◆ SUPPLIED INFORMATION
==============================
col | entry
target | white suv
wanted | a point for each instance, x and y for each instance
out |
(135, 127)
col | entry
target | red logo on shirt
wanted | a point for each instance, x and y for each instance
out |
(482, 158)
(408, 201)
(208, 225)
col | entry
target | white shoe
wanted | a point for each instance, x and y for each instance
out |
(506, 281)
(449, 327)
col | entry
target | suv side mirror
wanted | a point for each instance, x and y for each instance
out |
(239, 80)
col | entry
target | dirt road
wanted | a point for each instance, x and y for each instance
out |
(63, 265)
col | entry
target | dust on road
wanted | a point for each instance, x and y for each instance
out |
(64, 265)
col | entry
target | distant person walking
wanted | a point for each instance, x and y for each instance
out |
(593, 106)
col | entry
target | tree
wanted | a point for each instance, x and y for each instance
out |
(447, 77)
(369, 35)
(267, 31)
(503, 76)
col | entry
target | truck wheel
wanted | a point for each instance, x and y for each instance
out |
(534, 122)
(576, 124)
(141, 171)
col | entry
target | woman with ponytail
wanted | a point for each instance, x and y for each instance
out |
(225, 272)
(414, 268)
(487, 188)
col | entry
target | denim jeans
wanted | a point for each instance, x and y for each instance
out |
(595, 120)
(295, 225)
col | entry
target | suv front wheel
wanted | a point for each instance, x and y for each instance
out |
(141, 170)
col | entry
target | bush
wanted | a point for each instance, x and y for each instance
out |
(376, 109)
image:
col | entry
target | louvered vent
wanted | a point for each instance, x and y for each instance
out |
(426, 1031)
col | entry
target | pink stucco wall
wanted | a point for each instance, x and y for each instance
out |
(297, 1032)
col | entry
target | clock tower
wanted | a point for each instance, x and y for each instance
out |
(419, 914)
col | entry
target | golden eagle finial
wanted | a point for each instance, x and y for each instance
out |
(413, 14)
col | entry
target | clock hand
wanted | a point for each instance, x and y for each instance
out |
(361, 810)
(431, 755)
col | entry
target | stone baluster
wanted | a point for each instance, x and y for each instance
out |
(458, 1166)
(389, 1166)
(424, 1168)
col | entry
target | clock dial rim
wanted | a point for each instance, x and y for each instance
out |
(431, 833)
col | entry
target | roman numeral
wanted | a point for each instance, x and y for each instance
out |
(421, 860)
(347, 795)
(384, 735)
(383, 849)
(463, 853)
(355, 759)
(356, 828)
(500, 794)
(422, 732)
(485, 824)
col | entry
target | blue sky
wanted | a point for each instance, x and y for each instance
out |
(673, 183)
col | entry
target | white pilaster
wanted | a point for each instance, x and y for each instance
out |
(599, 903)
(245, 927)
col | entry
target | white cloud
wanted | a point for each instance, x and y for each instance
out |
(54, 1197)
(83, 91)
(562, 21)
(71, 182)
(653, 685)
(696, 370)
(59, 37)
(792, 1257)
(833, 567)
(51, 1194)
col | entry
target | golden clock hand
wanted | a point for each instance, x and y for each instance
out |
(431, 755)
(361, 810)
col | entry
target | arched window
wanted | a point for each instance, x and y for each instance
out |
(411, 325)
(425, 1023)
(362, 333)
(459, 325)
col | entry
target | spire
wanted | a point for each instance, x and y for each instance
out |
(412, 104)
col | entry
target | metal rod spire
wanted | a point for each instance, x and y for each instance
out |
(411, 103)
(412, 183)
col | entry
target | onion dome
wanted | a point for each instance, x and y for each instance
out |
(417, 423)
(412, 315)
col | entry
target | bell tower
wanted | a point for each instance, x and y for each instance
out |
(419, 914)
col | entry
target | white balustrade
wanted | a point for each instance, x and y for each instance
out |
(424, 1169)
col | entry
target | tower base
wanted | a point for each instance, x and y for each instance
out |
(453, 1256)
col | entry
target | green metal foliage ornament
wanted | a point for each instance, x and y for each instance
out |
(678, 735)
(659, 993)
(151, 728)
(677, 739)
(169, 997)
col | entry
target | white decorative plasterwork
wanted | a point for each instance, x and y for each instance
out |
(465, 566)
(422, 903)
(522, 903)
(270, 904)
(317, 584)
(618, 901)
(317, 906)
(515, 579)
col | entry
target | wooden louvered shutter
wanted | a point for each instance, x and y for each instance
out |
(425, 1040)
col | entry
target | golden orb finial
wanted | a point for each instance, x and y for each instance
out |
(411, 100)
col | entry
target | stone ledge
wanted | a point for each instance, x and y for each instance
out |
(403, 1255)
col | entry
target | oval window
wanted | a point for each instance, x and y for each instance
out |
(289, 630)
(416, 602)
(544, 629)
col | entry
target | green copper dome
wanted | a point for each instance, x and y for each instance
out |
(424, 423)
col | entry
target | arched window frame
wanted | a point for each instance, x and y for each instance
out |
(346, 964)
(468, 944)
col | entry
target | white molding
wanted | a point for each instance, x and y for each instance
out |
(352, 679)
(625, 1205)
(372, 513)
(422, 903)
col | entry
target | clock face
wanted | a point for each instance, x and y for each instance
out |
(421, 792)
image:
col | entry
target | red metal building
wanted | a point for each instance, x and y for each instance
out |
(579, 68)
==============================
◆ EXERCISE REQUIREMENTS
Filter the material above down to only the lines that contain the string "louvered", matching case exactly.

◆ CORRECT ANSWER
target | louvered vent
target | wooden louvered shutter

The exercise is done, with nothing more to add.